*Work to complete:*
Render the material below as a Markdown table with columns "Row" and "Content", starting at the line containing "dog's head, one" and ending at the line containing "pixel 1242 846", with both included and blank lines omitted. Include only those lines.

*Records for the task:*
________________________________________
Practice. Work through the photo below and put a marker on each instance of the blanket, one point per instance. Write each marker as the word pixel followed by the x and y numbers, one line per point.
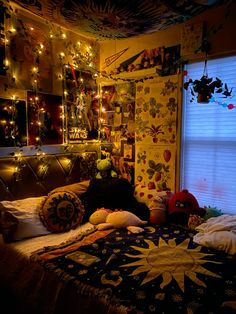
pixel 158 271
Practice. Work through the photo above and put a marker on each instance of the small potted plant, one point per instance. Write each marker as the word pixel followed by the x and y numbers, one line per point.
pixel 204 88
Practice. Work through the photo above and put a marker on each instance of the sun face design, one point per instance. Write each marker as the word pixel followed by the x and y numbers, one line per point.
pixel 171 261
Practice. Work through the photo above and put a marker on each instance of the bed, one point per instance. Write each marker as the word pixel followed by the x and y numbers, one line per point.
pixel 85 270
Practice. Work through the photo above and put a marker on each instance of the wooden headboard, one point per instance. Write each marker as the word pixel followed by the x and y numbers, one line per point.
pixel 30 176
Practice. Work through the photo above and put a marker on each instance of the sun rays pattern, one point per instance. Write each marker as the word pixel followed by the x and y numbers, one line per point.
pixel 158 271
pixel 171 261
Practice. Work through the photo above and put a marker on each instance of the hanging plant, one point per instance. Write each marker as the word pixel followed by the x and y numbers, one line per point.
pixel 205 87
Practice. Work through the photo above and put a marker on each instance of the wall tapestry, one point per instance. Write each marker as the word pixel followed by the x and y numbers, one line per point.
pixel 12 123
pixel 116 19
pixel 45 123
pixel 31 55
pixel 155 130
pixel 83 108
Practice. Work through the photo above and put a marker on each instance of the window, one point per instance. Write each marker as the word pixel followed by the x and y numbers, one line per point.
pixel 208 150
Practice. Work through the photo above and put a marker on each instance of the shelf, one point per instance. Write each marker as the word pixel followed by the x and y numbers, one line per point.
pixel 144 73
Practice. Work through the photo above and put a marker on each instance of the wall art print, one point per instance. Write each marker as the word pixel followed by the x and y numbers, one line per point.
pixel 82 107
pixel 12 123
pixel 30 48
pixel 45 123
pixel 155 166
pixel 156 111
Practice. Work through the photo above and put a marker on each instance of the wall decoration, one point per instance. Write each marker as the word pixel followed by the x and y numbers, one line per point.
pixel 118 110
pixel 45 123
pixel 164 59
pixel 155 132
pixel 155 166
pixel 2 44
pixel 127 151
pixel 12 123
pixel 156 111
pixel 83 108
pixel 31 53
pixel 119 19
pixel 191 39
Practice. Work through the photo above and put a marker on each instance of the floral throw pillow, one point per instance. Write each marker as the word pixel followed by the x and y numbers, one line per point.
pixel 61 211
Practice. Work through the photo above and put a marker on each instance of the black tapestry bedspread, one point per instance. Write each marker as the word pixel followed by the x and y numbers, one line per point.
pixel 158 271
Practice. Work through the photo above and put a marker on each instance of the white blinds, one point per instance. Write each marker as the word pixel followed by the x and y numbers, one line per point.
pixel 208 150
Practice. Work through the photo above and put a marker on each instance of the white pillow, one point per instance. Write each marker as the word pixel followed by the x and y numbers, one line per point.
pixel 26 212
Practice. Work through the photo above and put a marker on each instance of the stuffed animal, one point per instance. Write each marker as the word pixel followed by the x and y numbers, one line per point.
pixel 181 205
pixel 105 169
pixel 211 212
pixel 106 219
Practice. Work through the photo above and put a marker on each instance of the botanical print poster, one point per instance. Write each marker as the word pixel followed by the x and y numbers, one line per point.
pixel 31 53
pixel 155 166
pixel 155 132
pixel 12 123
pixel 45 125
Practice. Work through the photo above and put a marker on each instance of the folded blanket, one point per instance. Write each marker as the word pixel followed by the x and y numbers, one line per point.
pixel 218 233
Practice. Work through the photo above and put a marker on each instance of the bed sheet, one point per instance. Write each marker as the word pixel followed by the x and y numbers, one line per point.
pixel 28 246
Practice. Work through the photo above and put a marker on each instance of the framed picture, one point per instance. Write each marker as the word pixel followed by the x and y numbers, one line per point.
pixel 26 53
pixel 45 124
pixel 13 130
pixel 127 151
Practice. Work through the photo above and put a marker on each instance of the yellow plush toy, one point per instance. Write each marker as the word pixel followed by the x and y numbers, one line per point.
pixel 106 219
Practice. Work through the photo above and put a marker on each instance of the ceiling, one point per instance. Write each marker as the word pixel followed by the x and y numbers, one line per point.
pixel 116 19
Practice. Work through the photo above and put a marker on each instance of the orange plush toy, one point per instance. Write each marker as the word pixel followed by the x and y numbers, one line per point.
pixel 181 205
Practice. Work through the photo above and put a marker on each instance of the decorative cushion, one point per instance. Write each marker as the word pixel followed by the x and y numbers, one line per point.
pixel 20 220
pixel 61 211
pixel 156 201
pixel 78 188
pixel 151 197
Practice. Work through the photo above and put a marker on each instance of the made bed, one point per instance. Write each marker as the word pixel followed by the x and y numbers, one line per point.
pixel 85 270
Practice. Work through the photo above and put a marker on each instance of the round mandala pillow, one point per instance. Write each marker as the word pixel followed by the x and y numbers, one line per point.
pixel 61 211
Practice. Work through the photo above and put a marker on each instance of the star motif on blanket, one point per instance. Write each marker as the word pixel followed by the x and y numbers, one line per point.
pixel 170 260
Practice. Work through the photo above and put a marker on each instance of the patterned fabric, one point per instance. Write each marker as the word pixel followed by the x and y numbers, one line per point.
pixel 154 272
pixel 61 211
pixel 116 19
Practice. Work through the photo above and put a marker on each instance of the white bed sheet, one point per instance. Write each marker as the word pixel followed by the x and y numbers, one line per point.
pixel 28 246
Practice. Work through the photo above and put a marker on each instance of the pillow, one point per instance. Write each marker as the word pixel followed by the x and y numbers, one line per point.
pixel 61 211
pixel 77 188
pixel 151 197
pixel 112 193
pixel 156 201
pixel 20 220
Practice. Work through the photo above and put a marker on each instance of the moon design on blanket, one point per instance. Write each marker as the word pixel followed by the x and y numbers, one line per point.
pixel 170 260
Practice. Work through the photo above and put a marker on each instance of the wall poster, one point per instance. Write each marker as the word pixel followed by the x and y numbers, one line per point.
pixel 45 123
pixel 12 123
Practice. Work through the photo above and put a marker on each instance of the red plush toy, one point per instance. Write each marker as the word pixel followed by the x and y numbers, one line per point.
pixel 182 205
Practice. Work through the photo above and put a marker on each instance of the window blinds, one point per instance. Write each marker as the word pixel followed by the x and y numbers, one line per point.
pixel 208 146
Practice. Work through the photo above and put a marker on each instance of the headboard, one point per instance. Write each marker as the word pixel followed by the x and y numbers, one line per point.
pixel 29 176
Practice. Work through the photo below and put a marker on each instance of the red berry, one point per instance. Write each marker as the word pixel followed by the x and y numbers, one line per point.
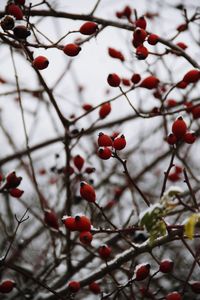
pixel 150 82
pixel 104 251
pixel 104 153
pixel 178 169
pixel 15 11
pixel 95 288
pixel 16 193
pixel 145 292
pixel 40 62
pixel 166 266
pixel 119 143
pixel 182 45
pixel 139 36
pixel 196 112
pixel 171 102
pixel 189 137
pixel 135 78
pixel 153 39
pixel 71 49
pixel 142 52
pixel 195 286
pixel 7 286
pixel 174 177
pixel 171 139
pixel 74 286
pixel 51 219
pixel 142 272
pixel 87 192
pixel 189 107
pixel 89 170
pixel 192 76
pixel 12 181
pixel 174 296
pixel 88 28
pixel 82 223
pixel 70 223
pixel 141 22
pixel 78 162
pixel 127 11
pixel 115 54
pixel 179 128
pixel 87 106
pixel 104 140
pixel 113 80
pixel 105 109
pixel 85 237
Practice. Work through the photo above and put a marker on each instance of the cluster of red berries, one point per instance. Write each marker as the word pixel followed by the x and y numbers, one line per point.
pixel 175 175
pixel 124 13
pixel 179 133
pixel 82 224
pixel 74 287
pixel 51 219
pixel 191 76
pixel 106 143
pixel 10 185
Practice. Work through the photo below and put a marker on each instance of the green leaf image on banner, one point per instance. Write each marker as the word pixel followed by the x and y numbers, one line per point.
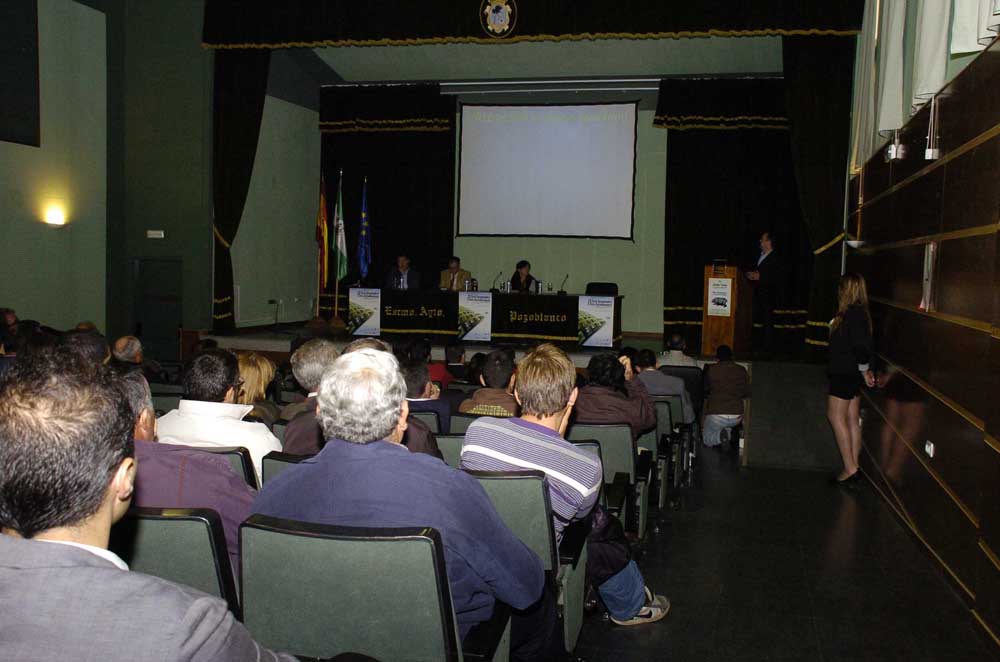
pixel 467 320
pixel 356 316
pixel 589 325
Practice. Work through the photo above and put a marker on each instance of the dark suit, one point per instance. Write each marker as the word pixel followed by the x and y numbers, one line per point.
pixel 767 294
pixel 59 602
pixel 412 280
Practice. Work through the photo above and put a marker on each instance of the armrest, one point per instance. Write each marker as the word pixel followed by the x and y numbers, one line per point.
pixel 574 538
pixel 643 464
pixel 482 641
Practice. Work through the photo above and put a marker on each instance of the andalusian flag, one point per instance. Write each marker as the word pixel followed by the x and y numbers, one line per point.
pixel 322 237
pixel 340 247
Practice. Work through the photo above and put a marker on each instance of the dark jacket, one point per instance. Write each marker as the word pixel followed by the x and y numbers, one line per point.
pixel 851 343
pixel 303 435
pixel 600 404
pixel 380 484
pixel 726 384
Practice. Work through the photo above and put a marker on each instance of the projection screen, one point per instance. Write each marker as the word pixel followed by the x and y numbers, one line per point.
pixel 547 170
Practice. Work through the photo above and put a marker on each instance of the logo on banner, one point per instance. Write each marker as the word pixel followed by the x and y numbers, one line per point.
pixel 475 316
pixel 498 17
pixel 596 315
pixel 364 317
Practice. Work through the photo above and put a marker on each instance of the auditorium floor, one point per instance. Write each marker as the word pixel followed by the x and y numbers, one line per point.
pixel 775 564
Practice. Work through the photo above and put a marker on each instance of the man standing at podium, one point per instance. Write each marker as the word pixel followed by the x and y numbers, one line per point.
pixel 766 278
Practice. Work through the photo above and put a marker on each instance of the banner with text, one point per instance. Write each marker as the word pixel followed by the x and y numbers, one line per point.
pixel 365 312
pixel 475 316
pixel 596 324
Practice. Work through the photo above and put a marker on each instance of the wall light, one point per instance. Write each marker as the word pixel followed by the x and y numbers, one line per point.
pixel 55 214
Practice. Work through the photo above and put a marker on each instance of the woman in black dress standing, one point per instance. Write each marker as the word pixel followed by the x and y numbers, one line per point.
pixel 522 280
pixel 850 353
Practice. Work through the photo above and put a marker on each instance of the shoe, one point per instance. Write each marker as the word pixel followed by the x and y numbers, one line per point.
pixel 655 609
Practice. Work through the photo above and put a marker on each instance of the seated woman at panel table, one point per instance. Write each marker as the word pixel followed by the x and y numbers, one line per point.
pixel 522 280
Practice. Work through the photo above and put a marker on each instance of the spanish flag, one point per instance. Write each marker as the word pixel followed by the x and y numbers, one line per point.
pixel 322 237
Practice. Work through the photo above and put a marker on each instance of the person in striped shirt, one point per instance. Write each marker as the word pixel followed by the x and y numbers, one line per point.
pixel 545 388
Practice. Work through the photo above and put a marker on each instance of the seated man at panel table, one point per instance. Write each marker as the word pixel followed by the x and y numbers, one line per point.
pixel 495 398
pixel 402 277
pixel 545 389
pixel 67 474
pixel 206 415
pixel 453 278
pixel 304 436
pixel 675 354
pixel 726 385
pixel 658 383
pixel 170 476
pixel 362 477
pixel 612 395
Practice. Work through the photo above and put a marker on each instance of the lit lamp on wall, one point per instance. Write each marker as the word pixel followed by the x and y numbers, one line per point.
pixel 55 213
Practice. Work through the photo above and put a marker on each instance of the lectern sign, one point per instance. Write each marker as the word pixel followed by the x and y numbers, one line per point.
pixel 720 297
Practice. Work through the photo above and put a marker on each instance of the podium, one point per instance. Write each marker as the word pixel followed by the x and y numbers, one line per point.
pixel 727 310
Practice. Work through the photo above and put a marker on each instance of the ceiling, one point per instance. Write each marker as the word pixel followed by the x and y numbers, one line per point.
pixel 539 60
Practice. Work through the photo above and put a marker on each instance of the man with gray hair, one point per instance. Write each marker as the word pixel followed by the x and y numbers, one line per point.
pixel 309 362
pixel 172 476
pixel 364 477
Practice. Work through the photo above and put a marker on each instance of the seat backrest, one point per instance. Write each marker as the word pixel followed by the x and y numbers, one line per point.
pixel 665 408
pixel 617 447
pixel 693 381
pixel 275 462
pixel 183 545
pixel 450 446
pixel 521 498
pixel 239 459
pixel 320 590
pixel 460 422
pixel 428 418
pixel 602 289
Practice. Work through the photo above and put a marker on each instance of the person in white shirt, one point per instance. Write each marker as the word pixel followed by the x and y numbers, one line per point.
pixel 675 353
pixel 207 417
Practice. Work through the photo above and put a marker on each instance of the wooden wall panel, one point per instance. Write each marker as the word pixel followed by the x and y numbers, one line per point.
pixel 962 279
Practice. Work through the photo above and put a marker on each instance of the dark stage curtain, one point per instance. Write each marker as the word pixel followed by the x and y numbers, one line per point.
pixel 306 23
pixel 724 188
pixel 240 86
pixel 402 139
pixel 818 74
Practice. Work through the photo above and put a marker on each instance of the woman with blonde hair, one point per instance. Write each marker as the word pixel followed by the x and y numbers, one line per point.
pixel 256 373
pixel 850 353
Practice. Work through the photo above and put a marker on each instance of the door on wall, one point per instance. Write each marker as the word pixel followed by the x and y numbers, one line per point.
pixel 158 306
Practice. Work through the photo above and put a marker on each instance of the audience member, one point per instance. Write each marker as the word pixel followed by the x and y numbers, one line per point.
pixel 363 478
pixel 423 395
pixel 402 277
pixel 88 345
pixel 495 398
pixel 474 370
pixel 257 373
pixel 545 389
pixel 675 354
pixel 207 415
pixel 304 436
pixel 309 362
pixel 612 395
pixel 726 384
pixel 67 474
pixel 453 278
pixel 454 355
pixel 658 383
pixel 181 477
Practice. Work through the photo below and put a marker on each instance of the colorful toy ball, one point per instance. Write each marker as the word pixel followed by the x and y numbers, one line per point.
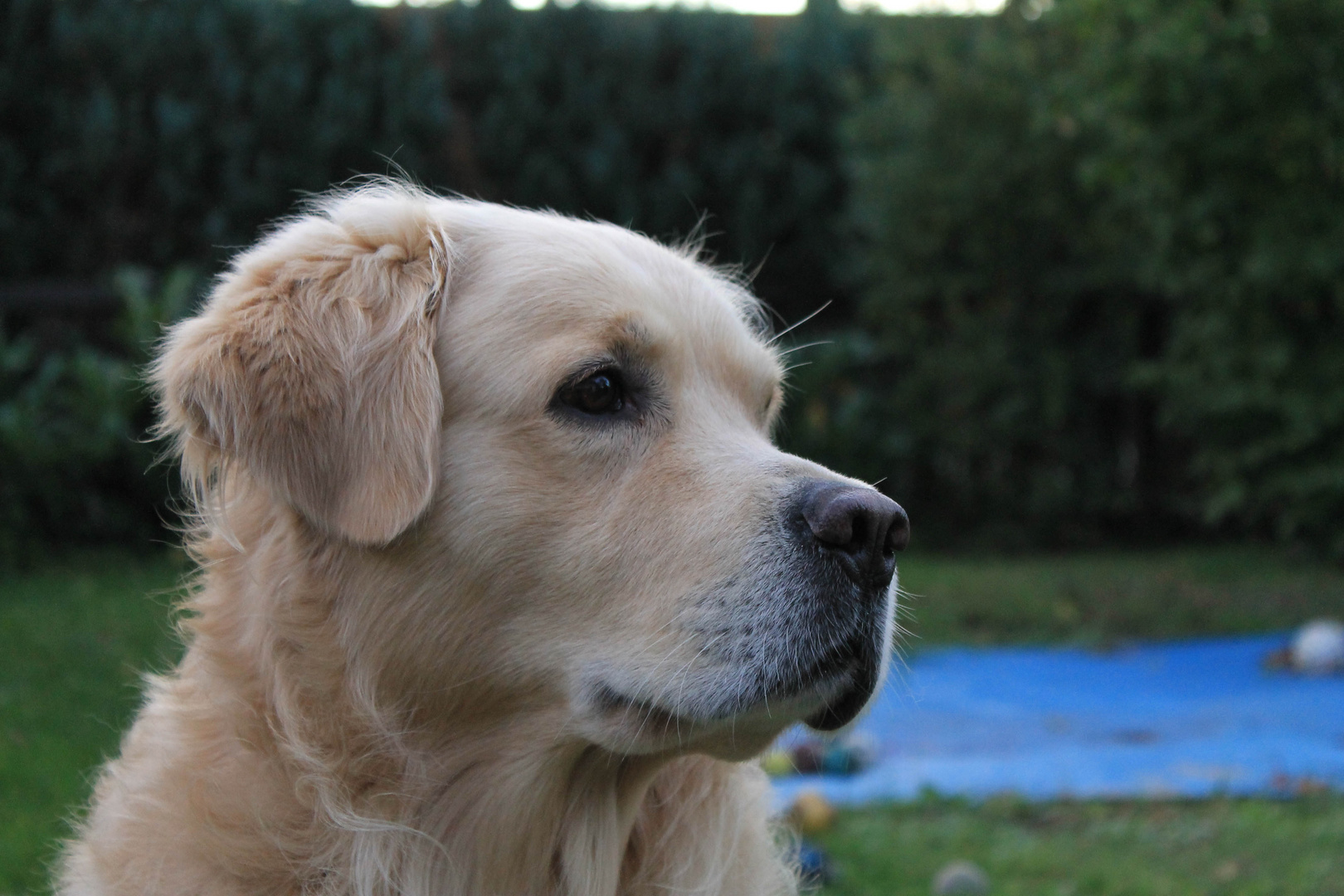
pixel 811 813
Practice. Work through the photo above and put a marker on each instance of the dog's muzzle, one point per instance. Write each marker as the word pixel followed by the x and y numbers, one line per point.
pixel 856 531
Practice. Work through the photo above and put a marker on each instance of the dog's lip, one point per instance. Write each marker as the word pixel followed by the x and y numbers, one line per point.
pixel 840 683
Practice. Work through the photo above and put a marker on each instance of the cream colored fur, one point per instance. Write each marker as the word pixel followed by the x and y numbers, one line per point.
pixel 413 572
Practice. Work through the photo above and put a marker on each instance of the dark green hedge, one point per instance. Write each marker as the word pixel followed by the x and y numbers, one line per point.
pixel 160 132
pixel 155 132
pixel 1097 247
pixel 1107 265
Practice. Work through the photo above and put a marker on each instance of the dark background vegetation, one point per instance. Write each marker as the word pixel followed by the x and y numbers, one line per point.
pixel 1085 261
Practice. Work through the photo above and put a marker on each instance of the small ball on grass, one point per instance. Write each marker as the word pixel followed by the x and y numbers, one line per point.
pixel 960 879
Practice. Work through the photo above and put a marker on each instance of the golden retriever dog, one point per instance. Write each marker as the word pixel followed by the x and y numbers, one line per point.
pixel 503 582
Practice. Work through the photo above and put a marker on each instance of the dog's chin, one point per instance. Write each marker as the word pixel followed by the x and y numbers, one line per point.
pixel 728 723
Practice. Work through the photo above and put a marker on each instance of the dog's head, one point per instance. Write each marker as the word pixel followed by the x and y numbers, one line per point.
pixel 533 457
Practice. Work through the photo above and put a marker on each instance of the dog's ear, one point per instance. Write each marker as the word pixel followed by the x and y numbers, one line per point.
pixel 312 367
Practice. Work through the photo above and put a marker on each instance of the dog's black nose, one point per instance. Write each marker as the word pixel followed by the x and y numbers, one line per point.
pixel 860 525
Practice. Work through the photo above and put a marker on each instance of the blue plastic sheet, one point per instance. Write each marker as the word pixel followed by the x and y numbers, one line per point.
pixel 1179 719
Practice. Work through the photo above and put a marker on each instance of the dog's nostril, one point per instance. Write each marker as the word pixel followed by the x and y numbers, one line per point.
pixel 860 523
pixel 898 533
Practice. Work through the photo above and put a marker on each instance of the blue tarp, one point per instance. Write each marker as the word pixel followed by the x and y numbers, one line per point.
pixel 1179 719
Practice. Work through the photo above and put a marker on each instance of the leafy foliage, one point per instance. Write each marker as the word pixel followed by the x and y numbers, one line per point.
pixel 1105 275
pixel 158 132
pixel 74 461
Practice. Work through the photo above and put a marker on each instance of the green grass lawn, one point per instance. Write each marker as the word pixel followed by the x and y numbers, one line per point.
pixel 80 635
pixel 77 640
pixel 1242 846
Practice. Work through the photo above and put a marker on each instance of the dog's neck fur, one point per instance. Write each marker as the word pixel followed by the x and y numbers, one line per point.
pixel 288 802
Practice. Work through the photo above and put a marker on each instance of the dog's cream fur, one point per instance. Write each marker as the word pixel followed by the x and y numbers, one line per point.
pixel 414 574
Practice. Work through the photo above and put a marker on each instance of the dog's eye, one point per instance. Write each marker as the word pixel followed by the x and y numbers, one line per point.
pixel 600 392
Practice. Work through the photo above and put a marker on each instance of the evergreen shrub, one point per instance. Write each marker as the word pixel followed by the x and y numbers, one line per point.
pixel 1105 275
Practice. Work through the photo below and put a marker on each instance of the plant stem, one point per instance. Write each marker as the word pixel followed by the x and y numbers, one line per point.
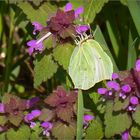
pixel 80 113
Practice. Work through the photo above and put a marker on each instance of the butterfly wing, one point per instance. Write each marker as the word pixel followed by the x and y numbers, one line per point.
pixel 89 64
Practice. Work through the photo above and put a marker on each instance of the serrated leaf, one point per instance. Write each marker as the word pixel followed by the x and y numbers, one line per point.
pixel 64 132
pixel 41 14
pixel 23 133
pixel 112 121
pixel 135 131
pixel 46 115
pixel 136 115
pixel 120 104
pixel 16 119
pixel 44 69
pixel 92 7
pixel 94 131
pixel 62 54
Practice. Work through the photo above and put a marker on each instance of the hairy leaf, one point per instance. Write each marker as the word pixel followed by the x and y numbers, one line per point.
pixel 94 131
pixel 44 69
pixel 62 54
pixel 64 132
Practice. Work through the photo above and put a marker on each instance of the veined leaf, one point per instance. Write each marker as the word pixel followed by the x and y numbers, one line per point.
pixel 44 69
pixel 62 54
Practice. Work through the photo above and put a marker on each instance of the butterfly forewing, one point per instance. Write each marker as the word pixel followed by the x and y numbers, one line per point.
________________________________________
*Response to the task:*
| Row | Content |
|---|---|
| 1 | Practice. Work through the photo above and put a marker on each instance of the dog's head, one point per instance. Write each marker as the word pixel followed by the x and y numbers, one line per point. |
| 2 | pixel 533 457 |
| 3 | Practice. Work through the photo above and put a marker on each instance of the dog's ear, one point per instance. Write each marker as the word pixel followed by the x and y numbers, one line per point. |
| 4 | pixel 312 367 |
| 5 | Practice. Work through the photo above and put a marker on each instance of the dog's black nose, one point per instance. Write each marker as the word pixel followed by the x and y numbers, one line per point. |
| 6 | pixel 860 525 |
| 7 | Practice. Work through the photo above and put a marker on each instance of the blue plastic sheet, one point per instance. Write each marker as the word pixel followed by the x and y numbers, one line per point. |
| 8 | pixel 1179 719 |
| 9 | Practice. Work through the photo above and put a marker on each instance of the dog's nostril, one point per instance. Write each marker as the word pixel followed by the x and y numbers, one line per point. |
| 10 | pixel 860 523 |
| 11 | pixel 898 533 |
| 12 | Practice. Work through the photo above and put a marker on each instance of the blue tarp, one point per instance. Write each marker as the word pixel followed by the x and y numbers, one line per point. |
| 13 | pixel 1179 719 |
| 14 | Practice. Work through the photo above and put a marker on each instance of the leafy foliage, one point per instance. Write each marker as the word pixel followed by the x and y numbers, one line per point. |
| 15 | pixel 1105 275 |
| 16 | pixel 158 132 |
| 17 | pixel 74 461 |
| 18 | Practice. Work through the photo above and put a marker on each instance of the green grass lawn, one point per instance. Write each marker as the word pixel followed by the x and y numbers, one line per point. |
| 19 | pixel 80 635 |
| 20 | pixel 77 640 |
| 21 | pixel 1242 846 |